__Passage__:
Published on September 29th, 2013 | by Josh Doyle
0Sugata Mitra: Schools in the Cloud
Au went to the British Science Festival 2013, in Newcastle. This is part of a series of posts on the delightful things we learned. For more details of what went down check out our twitter feed @ausciencemag.
In 1999, in New Delhi, a computer scientist installed a computer in a wall three feet from the ground in a slum. Seven years later, he was given a grant to travel to Newcastle University to look at improving the quality of education in rural areas; “and in the winter of 2006, [Sugata Mitra] purchased an overcoat.”
What Mitra would eventually discover with his “hole in the wall” experiment, was that “groups of children, given nine months of unsupervised access to the internet, could reach the same level of competency as the average secretary in the West.”
Mitra spoke of a problem bemoaned by educators the world over, that we have in schools to day, a lot of teaching, and not a lot of learning. Mitra’s solution: to reevaluate the role of the teacher.
Once, in a time before books, knowledge was kept in people’s heads; the role if the teacher, was that of a sage. To share their knowledge. As technology increased, and as the knowledge was written into books. As books became more freely available—and with the invention of the printing press—as the books spread through the world, and through the schools, the teacher’s role changed. No longer needed as a sage, the teacher became a guide. Books may be magnificent and contain all the knowledge of mankind; what they do not do says Mitra, is look to one-another. The teacher then, is needed to guide the student; to tell him what to read next.
This, argues Mitra, is the model we hold today. Knowledge, however, is no longer kept in books. Knowledge, today exists on the internet, on webpages moreover which ling together; where one piece of information can link relatively seamlessly to the next. It is time, says Mitra, for the teacher’s role to change once more.

__Activities__:
1. Copy the part of the Sugata Mitra article that opens with the words containing "Once, in a time" and closes with "to read next.".
2. According to the Sugata Mitra article, where was the computer installed in 1999?
The lines that come next are separate material, unrelated to the Sugata Mitra article.

__Data listing__:
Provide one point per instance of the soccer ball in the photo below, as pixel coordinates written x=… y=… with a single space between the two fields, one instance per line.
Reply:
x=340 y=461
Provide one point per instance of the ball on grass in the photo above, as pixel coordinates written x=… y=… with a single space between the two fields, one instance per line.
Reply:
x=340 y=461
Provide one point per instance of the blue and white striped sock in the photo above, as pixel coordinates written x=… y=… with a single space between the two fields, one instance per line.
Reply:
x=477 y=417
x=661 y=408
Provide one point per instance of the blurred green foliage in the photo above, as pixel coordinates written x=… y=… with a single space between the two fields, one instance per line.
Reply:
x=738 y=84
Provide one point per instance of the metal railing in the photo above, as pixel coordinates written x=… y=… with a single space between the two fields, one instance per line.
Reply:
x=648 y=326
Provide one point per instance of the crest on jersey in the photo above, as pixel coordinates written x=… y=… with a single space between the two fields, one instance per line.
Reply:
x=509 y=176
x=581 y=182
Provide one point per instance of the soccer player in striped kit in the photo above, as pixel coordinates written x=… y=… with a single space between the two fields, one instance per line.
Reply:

__Solutions in order__:
1.
Once, in a time before books, knowledge was kept in people’s heads; the role if the teacher, was that of a sage. To share their knowledge. As technology increased, and as the knowledge was written into books. As books became more freely available—and with the invention of the printing press—as the books spread through the world, and through the schools, the teacher’s role changed. No longer needed as a sage, the teacher became a guide. Books may be magnificent and contain all the knowledge of mankind; what they do not do says Mitra, is look to one-another. The teacher then, is needed to guide the student; to tell him what to read next.

2. In a wall in a slum in New Delhi, three feet from the ground.